### INFORMATION PROVIDED

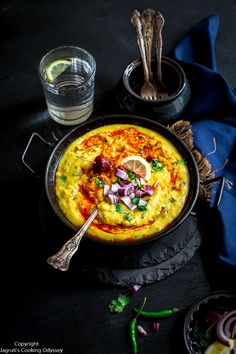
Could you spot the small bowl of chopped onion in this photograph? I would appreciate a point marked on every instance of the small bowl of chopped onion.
(164, 110)
(210, 324)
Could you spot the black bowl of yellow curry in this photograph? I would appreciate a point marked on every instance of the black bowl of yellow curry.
(140, 176)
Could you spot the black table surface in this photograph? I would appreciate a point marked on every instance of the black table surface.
(64, 310)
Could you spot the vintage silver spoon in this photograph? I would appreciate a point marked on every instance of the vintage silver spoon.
(61, 260)
(158, 24)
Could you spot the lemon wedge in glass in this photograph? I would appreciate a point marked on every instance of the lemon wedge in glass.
(138, 165)
(56, 68)
(219, 348)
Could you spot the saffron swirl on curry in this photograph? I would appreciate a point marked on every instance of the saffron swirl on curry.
(134, 176)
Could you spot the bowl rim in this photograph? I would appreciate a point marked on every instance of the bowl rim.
(195, 307)
(136, 62)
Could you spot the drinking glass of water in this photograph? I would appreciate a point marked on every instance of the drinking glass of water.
(67, 76)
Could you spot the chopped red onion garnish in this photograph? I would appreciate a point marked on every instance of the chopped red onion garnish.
(141, 330)
(106, 190)
(121, 173)
(142, 202)
(148, 189)
(140, 193)
(115, 187)
(156, 184)
(113, 198)
(149, 158)
(155, 326)
(128, 202)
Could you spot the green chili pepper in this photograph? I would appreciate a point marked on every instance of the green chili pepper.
(132, 327)
(158, 314)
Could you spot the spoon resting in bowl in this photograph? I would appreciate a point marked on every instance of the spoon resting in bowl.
(61, 260)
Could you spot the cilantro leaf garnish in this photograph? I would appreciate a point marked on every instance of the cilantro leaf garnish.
(118, 305)
(118, 208)
(100, 182)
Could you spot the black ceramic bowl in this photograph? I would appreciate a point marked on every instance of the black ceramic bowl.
(197, 315)
(89, 125)
(163, 111)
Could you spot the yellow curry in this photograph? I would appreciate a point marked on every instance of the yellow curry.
(134, 176)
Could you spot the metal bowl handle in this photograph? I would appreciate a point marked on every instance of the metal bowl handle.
(219, 192)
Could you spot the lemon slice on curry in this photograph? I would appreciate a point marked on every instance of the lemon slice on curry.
(218, 348)
(56, 68)
(138, 165)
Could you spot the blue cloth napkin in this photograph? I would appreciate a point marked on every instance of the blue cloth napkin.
(212, 112)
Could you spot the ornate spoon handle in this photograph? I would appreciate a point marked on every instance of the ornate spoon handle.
(137, 23)
(61, 260)
(147, 21)
(159, 23)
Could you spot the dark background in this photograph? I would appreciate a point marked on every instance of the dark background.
(66, 310)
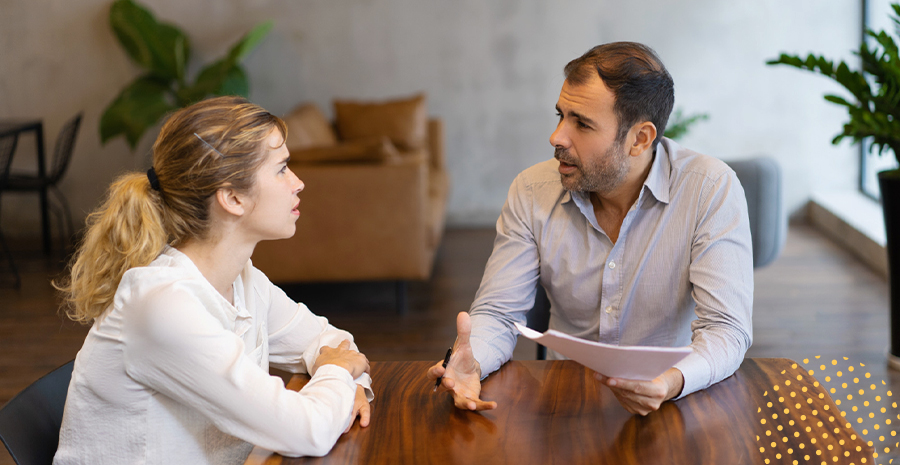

######

Output every line of the records above unchanged, and keep the pictures out.

Could you spot the small bowl of chopped onion in this photograph? I would appreciate a point marked on every instance of the small bowl of chopped onion.
(164, 110)
(210, 324)
Could you spot the black bowl of yellow curry in this photograph? I would appreciate a point marked on every instance of the black bowl of yellow curry.
(140, 176)
Could you spot the black table surface in this photograph? I would appreciate a point marked on every instance of the black table surface.
(64, 310)
Could you spot the vintage silver spoon in this photograph? I would appreciate a point marked on every instance of the vintage silver spoon.
(61, 260)
(158, 24)
Could you spot the lemon wedge in glass in this photograph? I would appreciate a point marked on every instance of the lemon wedge in glass.
(138, 165)
(56, 68)
(219, 348)
Could you spot the saffron swirl on curry in this photograph? I would appreciate a point marked on every instance of the saffron swirl on curry.
(134, 176)
Could you spot the bowl rim in this photograph? I would appreciate a point marked on every instance of the bowl rim.
(195, 307)
(136, 62)
Could you spot the drinking glass of water in this photograph? I would appreciate a point marked on every instance of the drinking glass of water.
(67, 76)
Could you spot the chopped red onion garnish in this photograph? I would appreciate a point marked on every instance of the chopped red onion garnish.
(141, 330)
(106, 190)
(121, 173)
(142, 202)
(148, 189)
(140, 193)
(115, 187)
(156, 184)
(113, 198)
(149, 158)
(155, 326)
(128, 202)
Could you spot the green chili pepper in this photograph? I would appreciate a point marked on every instance of the green chili pepper.
(132, 327)
(158, 314)
Could you spot the spoon resting in bowl in this photograph? I would appreciate a point marked on every instance of the spoon resting in bowl.
(61, 260)
Could you spot the cilantro leaf garnish in this photograph? I would appreciate a point marked on every instance of the cilantro leaf garnish.
(118, 305)
(118, 208)
(100, 182)
Could you spot the black ceramic bowl in this photograph? I would appreciate a point marked on every instance of the black ceramic bowl.
(197, 315)
(89, 125)
(163, 111)
Could you spot the yellow curry in this photograph? I would appreciate a point marked on every instance of the yellow curry.
(134, 176)
Could you spot the metal bowl handle in this photograph? I would appreciate a point marked on every instance of the metal bowl handle.
(219, 192)
Could you spot the lemon slice on curry in this photograph? I would appreciate a point marked on every instance of the lemon slice on curry.
(218, 348)
(56, 68)
(138, 165)
Could you spot the blue cloth napkin in this photograph? I would appreciate a point marked on every instance of the blue cloth napkin.
(212, 112)
Could you spot the ornate spoon handle in this photograph? I would appreciate a point marked on every instance of the ornate spoon handle.
(137, 23)
(61, 260)
(147, 21)
(159, 23)
Could you spot the dark background in this photograph? I would appreciate a point marked on every instance of the dark background.
(66, 310)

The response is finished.